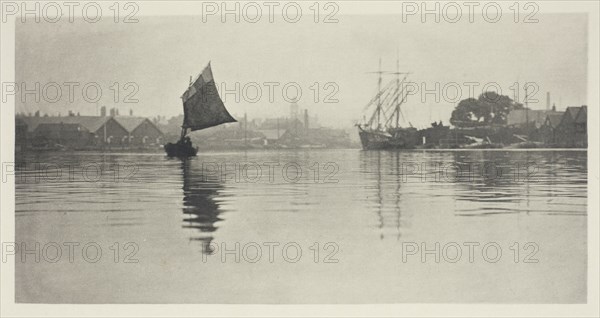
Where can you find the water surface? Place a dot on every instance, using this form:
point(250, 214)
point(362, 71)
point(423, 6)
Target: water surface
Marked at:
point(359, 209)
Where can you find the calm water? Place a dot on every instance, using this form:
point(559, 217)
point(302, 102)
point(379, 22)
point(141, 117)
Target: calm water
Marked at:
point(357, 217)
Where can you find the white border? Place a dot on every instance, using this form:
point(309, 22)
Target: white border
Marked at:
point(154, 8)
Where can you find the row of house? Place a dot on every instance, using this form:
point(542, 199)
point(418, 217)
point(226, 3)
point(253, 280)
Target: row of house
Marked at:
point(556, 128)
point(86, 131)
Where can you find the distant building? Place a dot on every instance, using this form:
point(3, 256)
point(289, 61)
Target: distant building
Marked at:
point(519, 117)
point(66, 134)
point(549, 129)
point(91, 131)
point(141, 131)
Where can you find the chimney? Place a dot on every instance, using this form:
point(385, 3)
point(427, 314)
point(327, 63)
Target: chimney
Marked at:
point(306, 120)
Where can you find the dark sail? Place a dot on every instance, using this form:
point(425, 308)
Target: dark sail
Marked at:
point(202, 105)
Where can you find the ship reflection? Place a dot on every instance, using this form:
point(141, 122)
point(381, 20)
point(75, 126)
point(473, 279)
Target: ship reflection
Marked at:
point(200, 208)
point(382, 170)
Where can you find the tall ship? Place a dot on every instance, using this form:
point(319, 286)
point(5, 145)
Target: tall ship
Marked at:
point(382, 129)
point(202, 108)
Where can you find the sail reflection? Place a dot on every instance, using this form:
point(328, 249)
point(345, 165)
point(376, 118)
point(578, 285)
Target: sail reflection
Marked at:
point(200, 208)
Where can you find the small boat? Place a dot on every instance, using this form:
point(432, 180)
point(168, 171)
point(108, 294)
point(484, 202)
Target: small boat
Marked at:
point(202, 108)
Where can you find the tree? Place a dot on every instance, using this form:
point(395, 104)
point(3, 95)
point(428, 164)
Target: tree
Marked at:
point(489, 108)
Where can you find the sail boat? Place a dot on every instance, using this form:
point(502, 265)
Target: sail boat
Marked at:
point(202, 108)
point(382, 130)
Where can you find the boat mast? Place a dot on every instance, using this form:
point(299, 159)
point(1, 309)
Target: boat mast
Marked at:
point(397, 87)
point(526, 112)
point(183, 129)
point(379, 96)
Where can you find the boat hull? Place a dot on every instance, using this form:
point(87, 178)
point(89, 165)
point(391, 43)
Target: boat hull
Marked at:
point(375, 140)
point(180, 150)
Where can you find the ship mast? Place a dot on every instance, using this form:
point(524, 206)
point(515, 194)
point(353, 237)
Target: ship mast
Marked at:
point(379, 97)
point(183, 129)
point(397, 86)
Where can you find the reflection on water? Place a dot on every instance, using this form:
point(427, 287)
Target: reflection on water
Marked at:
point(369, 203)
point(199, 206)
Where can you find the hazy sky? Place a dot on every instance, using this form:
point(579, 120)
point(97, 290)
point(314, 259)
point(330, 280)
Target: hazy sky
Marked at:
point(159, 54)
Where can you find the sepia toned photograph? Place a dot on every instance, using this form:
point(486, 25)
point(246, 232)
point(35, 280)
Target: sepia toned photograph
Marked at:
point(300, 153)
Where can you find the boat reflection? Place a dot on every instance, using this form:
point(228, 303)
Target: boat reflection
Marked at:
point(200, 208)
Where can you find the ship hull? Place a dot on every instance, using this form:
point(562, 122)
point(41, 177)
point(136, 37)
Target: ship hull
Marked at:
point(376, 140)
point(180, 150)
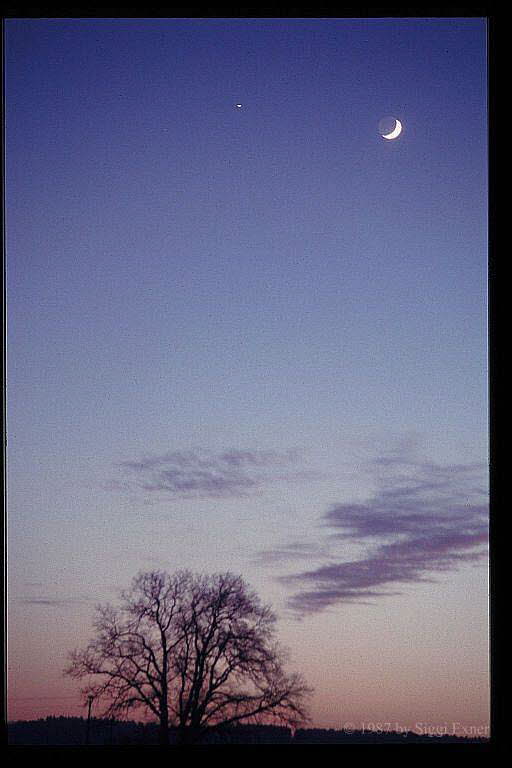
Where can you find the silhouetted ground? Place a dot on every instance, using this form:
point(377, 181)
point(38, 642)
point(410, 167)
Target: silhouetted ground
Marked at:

^^^^

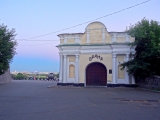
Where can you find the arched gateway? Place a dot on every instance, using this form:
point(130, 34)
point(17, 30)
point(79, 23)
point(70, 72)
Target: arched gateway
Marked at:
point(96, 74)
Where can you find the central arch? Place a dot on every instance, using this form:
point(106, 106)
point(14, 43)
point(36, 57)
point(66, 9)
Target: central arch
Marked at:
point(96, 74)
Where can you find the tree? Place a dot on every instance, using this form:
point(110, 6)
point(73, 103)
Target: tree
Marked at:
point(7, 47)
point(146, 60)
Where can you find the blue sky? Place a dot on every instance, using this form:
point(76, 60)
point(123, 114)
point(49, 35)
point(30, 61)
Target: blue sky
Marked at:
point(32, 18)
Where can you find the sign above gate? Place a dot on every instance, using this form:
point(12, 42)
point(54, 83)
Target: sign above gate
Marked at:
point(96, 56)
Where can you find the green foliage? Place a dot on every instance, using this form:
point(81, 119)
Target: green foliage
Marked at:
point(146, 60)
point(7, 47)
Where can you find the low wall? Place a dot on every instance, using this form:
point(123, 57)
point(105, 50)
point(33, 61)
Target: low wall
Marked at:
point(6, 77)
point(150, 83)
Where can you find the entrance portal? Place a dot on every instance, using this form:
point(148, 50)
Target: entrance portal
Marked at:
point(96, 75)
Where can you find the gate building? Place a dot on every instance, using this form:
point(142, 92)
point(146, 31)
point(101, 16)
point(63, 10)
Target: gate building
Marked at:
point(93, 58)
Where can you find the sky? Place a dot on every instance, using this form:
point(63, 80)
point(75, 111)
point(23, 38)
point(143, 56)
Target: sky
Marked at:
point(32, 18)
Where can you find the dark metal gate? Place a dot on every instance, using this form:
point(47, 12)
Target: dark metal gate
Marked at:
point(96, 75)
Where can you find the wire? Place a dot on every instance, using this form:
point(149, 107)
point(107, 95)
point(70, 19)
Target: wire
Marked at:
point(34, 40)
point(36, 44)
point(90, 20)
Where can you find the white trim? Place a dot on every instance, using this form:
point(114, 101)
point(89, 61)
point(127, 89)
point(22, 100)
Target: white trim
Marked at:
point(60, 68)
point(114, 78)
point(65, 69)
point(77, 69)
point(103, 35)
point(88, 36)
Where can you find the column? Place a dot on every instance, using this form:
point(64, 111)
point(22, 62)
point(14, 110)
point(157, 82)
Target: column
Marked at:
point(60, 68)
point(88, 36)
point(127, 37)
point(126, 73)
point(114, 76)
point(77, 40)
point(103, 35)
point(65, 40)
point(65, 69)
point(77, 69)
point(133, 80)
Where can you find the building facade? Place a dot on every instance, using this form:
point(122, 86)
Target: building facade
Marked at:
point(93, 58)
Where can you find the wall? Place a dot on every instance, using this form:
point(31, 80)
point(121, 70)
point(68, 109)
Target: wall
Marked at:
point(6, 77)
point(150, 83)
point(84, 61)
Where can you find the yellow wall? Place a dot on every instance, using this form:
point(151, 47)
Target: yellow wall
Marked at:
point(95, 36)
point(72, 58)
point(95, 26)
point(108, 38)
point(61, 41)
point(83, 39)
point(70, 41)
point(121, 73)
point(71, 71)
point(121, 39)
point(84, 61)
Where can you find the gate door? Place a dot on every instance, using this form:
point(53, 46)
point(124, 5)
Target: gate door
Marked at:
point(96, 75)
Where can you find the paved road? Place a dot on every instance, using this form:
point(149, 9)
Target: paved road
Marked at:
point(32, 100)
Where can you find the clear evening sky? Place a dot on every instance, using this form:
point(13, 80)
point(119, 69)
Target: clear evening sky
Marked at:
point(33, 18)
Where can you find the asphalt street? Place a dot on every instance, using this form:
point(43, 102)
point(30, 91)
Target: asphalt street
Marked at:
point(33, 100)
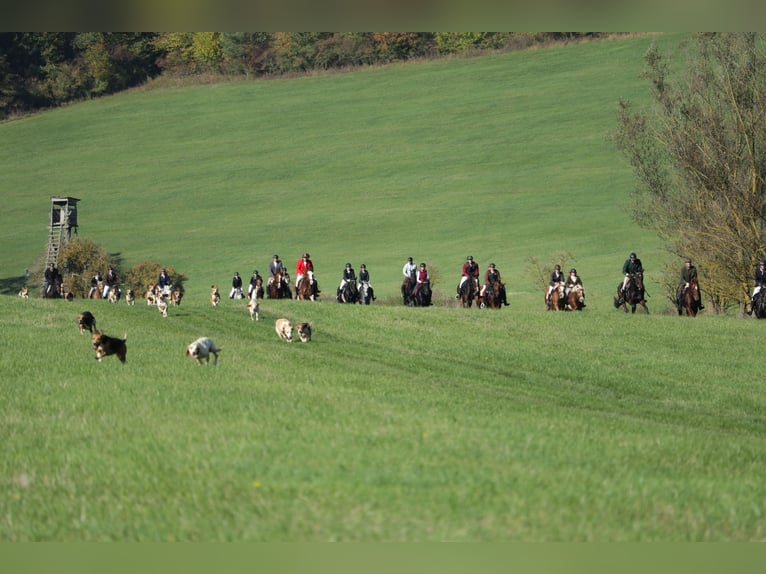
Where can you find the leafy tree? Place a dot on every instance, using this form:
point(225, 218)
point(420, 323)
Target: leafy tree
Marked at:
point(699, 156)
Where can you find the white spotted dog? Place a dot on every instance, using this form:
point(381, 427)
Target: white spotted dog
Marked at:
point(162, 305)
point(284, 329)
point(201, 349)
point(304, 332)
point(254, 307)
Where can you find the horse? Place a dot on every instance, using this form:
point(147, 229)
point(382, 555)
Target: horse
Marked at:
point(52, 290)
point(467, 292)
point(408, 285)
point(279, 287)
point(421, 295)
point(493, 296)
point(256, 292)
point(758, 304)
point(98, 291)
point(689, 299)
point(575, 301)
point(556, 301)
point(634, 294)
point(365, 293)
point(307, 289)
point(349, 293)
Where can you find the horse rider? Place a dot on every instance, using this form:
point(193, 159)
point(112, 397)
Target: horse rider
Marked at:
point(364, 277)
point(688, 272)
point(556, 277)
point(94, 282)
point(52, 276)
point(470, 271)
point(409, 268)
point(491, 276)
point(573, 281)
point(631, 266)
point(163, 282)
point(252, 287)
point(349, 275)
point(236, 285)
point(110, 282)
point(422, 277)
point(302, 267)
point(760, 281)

^^^^

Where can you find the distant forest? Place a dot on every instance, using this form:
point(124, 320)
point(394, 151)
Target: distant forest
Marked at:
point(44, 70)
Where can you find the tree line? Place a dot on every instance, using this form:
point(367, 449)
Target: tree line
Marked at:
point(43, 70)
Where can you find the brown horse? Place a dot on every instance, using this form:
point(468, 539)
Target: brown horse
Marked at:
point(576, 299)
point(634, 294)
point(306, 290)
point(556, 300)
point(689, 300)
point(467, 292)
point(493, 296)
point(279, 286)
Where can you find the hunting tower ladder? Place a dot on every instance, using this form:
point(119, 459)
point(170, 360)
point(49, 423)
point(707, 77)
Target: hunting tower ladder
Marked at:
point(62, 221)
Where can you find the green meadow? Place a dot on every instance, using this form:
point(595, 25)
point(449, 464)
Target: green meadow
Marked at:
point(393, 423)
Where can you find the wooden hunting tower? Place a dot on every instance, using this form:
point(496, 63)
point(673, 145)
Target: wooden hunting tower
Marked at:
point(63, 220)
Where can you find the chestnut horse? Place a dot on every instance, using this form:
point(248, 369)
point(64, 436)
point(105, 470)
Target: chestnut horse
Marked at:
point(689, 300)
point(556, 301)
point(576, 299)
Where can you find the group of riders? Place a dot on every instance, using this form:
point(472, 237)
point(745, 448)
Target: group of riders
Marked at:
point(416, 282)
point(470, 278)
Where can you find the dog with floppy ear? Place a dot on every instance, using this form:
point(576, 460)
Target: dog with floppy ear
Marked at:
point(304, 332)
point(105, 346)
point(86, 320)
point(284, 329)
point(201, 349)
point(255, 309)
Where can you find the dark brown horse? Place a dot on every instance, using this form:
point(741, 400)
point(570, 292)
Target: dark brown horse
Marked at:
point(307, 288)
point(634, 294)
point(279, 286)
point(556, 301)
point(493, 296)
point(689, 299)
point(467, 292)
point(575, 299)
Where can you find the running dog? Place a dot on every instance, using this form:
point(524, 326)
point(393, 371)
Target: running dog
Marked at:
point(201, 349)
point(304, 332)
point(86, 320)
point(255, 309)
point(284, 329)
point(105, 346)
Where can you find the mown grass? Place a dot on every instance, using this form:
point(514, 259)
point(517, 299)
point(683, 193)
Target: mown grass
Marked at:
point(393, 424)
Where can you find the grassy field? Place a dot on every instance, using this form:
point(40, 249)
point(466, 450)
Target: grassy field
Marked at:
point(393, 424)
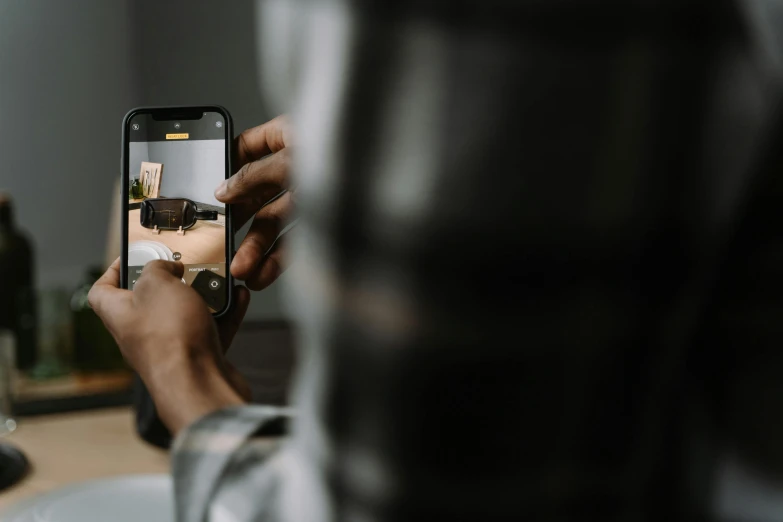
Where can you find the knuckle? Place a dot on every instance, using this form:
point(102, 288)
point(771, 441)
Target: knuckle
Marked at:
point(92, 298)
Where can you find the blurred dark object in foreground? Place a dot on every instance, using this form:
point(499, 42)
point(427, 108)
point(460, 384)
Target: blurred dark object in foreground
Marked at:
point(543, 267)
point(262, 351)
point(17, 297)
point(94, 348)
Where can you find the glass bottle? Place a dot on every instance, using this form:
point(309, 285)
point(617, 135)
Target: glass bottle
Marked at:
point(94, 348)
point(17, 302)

^^^^

◆ Stated exercise
Arrange the lines of the listing above as a numbered list, omitting any blank lines. Begin at the line that contains "Where can you find the water" and stop after the line that contains "point(154, 8)".

◆ Answer to this task
1. Where can you find the water surface? Place a dot on every instance, using this form:
2. point(250, 214)
3. point(362, 71)
4. point(423, 6)
5. Target: water surface
6. Marked at:
7. point(359, 209)
8. Where can you find the calm water? Place a dot on every instance, using this form:
9. point(559, 217)
10. point(302, 102)
11. point(379, 22)
12. point(141, 117)
13. Target: calm water
14. Marked at:
15. point(357, 217)
16. Where can you find the white border? Place a dot on every instance, using this form:
17. point(309, 22)
18. Target: white border
19. Marked at:
20. point(154, 8)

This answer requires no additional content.